_SOURCE TEXT_.
════════
No, it was THAT day to see myself the difference! Before your reversion.
Image is saved here since then!
Please, can you answer my question, how can I see that in code? I understand everything else; I know that v.7.3.7.2 would show it as before my change, no matter what. But I ask a simple question: how can I see this in code / in a file?
I must revert exactly because your screenshot shows a clear answer to my question that started the thread: yes, that date is user-visible; and so, it must not be changed.
But maybe your answer to how can I reproduce it would tell me something new, that would still allow an improvement, without the revert.
And what is “TesteSerial” code please?
This is the code I did myself folowing @Villeroy answering with
…
Just to see myself the difference. As I had this dummy DB with DATE as a pk.
Thanks!
And thank you to @Villeroy - I must have misread your answer from start.
Sigh, I will think about that…
(???)
════════
_RECORDS SHOWN_.
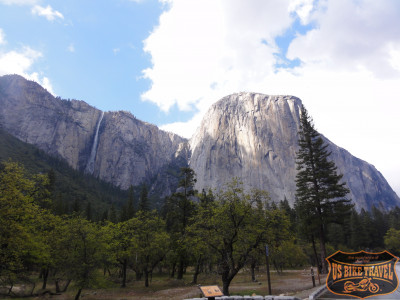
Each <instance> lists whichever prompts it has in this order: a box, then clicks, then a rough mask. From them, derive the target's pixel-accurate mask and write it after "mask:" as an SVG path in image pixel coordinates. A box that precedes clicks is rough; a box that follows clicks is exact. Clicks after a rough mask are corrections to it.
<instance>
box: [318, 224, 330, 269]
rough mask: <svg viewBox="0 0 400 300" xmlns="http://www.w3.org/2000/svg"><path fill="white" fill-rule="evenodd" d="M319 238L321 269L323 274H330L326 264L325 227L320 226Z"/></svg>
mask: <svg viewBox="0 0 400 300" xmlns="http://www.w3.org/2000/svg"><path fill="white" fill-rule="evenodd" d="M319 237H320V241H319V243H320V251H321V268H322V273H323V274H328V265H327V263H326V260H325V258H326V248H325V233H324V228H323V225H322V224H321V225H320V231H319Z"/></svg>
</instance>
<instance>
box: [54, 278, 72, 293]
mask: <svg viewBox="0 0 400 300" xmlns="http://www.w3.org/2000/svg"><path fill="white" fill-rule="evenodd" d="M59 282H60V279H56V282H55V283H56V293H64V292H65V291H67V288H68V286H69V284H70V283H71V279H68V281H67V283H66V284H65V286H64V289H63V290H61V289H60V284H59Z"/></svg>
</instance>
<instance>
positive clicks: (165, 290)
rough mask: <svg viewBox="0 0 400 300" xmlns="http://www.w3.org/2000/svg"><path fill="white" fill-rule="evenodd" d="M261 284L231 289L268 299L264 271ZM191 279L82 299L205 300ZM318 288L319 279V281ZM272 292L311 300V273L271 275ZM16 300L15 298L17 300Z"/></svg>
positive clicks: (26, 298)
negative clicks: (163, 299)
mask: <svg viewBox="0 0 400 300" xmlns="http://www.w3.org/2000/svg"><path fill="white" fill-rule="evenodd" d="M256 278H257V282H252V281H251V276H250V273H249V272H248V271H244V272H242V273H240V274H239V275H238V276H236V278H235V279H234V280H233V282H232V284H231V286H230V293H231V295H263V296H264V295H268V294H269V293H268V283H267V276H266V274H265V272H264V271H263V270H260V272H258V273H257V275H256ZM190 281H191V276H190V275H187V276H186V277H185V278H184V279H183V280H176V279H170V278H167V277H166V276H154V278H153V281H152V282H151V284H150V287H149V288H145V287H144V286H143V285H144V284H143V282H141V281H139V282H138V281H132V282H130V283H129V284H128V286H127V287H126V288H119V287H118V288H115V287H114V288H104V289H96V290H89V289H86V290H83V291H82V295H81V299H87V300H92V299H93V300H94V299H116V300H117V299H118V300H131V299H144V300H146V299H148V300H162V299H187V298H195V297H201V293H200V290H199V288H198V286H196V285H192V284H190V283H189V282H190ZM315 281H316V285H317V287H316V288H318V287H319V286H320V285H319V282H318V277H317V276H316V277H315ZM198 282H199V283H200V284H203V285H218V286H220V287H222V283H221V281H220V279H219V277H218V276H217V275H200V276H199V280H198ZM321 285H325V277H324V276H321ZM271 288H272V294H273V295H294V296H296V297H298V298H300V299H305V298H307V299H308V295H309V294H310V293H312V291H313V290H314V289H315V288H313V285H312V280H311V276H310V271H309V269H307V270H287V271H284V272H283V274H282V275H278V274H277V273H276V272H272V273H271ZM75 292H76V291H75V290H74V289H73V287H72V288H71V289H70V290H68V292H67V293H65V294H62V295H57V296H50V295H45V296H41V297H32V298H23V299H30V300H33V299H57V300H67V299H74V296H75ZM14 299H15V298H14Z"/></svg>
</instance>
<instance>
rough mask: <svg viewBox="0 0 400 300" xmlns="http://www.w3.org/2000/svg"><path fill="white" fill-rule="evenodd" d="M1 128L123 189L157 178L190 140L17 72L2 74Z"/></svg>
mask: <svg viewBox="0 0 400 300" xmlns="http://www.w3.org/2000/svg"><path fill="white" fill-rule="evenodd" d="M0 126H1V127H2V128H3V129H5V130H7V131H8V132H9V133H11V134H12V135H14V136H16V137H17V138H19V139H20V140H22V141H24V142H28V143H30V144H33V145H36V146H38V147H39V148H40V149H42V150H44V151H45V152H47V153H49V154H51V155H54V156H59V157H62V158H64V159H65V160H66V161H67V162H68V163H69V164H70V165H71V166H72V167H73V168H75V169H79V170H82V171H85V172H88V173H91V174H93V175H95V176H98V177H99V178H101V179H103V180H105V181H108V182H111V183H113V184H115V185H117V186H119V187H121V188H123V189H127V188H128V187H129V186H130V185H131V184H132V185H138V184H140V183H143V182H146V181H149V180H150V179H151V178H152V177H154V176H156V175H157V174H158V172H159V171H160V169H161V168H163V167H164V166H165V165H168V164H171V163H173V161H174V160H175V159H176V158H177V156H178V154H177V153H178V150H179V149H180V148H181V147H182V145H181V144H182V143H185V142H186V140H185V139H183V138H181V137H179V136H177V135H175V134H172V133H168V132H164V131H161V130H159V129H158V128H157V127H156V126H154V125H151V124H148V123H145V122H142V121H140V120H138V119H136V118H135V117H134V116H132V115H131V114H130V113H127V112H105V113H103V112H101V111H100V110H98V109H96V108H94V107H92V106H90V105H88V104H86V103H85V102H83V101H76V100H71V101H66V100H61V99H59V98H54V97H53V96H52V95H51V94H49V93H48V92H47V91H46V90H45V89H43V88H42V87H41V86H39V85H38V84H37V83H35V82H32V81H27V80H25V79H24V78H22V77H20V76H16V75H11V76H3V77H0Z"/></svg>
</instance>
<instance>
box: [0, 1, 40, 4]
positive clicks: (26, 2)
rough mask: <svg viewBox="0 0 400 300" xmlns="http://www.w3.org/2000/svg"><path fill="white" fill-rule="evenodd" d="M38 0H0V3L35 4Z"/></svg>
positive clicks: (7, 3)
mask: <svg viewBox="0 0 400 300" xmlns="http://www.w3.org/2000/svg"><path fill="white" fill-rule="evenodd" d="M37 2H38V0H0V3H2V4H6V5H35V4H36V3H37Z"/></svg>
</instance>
════════
In the forum post, rewrite the passage that opens with the words "Please, can you" and closes with "DATE as a pk.", renaming "screenshot" to "screen capture".

Please, can you answer my question, how can I see that in code? I understand everything else; I know that v.7.3.7.2 would show it as before my change, no matter what. But I ask a simple question: how can I see this in code / in a file?
I must revert exactly because your screen capture shows a clear answer to my question that started the thread: yes, that date is user-visible; and so, it must not be changed.
But maybe your answer to how can I reproduce it would tell me something new, that would still allow an improvement, without the revert.
And what is “TesteSerial” code please?
This is the code I did myself folowing @Villeroy answering with
…
Just to see myself the difference. As I had this dummy DB with DATE as a pk.